_Directions_
1 > Do the statements (a), (b) and (c) agree with the mortgage bundling text? Answer yes or no for each and quote the words from the text that decide it. (a) Savings and loan banking is described as pretty safe. (b) Step four is called the hardest part of the process. (c) Bundled mortgages add up to billions of dollars.
2 > Go on with the mortgage bundling text, starting right after its last sentence.

_Extract provided_

4) Convince investors that this is a good idea.

Step four sounds difficult, but it's actually the easiest part of the process. See investors like safe investments, but they also want to give the appearance of being true maverick devil-take-all risk takers who live on the edge, movers and shakers, and generally men about town. Now, historically investment banking is a risky business, but savings and loan banking is pretty safe. Only there's a catch - you don't make a lot of money in the savings and loan business, compared to investment banking anyway. And what money you do make takes a long time. Patience doesn't exactly fit into the maverick investor image. So, a while back, some bright guy got the idea to bundle those Savings and Loan mortgages together, then turned the resulting bundle into a bond, and sold that to investors at a big fat commission - and in the process dumped the risk on the investor.


The bank loans money to a home buyer on a 30-year fixed mortgage at the current interest rate. If the principle was $180K at 5.5% annual interest, the total payback over 30 years is about $368K, i.e. the bank makes a profit of nearly $190K. The problem is that it takes thirty years. So, you take a bunch of those pink slips, bundle them together and sell them to an investment bank who uses them to power up Wall Street. Not only does the bank get their money now, they get a commission too.

For a bank, that's just about as good as it gets short of owning their own mint and printing press.

And in America, if it's good - well, then more is better, super-size me, Baby.

Now, at this point, those mortgages actually have some real value - the value of the physical properties they represent, and the promised moola over time. Bundle enough of them together, sort of like finding loose change in the couch cushions and putting it into coin rolls, and you're talking major bucks here. Trillions actually.

And everybody on Wall Street said predictably enough, "Hey! I gotta get me some of that!" And like crazed teenaged Hannah Montana fans rioting outside TicketMasters, investors rapidly began to lose their minds.

The problem was that there just wasn't enough people buying houses. How did they fix that? By applying the PT principle, of course. First, the S&L's started giving out loans to people who really, really couldn't afford them, using a variety of elaborate and convoluted scams like interest-only, balloon-payment, sub-prime mortgages to hide the fact that the buyer really never had any hope whatsoever of paying back the loan. Ever.

What? That's crazy you say? No bank is going to loan money to somebody who they know can't pay it back! That's insane.

[Records held in a dataset]
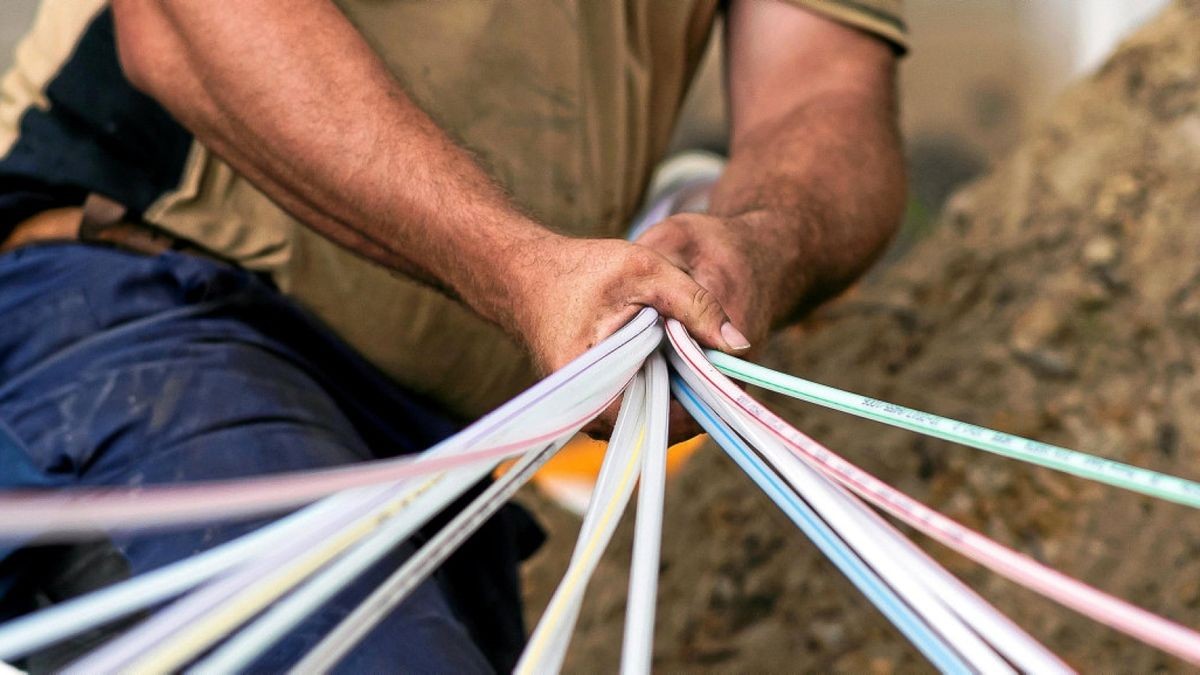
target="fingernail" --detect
[721,321,750,352]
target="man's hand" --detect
[509,238,750,440]
[511,238,750,374]
[637,214,777,355]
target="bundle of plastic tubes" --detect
[0,310,1200,674]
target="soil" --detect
[523,0,1200,673]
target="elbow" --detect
[113,0,172,101]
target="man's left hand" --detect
[636,214,788,354]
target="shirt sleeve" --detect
[786,0,908,54]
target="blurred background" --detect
[0,0,1166,259]
[0,0,1168,510]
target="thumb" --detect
[646,267,750,353]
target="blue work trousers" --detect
[0,243,540,673]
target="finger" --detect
[646,268,750,353]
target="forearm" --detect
[114,0,556,328]
[710,89,905,324]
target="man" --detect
[0,0,904,670]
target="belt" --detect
[0,193,220,259]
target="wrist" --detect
[734,209,812,327]
[455,221,570,339]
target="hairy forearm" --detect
[114,0,556,324]
[710,88,905,324]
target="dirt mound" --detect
[526,0,1200,671]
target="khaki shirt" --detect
[0,0,904,418]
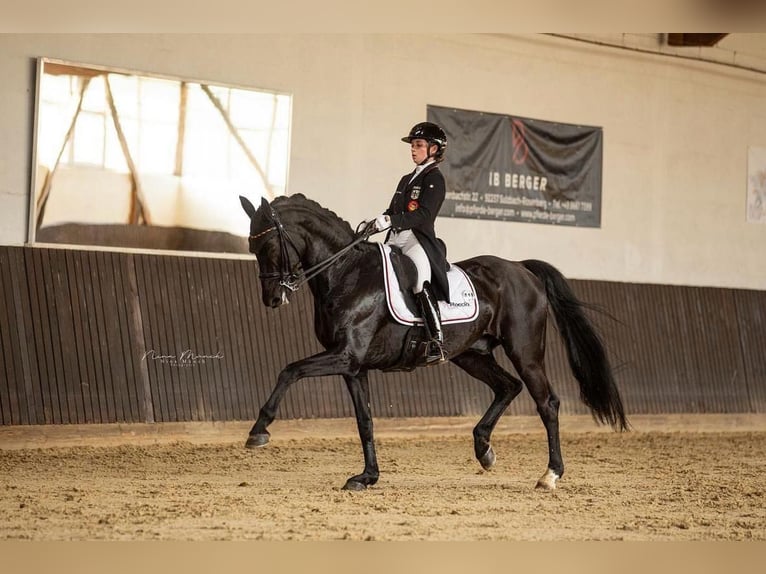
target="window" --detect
[31,59,292,255]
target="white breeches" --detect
[386,229,431,293]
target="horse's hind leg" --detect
[506,351,564,490]
[451,350,524,470]
[245,351,349,448]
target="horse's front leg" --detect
[343,371,380,490]
[245,351,350,448]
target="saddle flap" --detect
[378,243,479,325]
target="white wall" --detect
[0,34,766,289]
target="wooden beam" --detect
[668,32,729,47]
[200,84,275,201]
[104,76,152,225]
[35,77,90,229]
[173,82,189,177]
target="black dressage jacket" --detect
[384,164,449,301]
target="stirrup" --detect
[425,339,447,365]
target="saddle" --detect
[378,243,479,325]
[378,243,479,371]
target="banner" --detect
[427,105,603,227]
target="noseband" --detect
[250,205,303,291]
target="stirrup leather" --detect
[416,283,447,363]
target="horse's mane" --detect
[272,193,354,234]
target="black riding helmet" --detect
[402,122,447,162]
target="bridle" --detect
[249,204,375,296]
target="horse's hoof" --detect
[245,433,271,448]
[343,480,367,492]
[535,468,559,490]
[479,446,497,470]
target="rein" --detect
[250,205,374,292]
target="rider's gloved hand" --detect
[375,214,391,231]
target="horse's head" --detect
[239,196,300,307]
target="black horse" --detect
[240,194,628,490]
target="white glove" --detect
[375,215,391,231]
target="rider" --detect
[375,122,449,364]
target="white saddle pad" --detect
[378,243,479,325]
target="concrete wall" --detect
[0,34,766,289]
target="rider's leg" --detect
[389,230,446,363]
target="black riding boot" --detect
[415,282,447,365]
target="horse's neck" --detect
[300,224,353,268]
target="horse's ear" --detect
[239,195,255,219]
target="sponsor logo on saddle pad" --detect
[378,243,479,325]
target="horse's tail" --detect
[521,259,628,430]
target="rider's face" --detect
[410,139,436,164]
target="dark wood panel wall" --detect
[0,247,766,425]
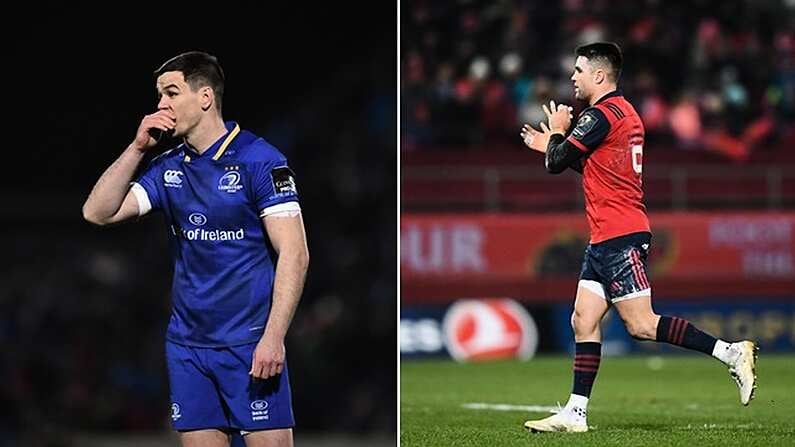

_Answers_
1 >
(a) Yes: "but savings and loan banking is pretty safe."
(b) No: "it's actually the easiest part of the process."
(c) No: "Trillions actually."

2 >
Well, yeah, except that the S&L's didn't plan on getting their money back from the borrowers, they planned on getting it from Wall Street plus interest, and at the same time dump the inevitable loan default on the investment bank in one of the biggest bait & switch scams in history. And, they reasoned, nobody is getting hurt here, when the loans default the investment banks will repossess the properties in question, which we'll then buy back at bargain prices, and then sell those same batch of properties to another whole batch of suckers.

Shake, repeat as necessary until the cycle becomes self generating and self reinforcing - sort of like a perpetual motion machine of turd polishing.

Now, wait just a damned minute, Jim, say you in that outraged tone you use when you think I'm talking out my excretory orifice. That can't work, what about the second law of thermodynamics, you know, that bit about entropy increasing? No way your theory of cyclic turd polishing works.

Good, you're paying attention. And you are, of course, correct; perpetual motion machines always use more energy than they produce, always. But if you give them a big enough spin when you set them in motion, well, they look like the real McCoy - for a while, long enough to round up the suckers anyway.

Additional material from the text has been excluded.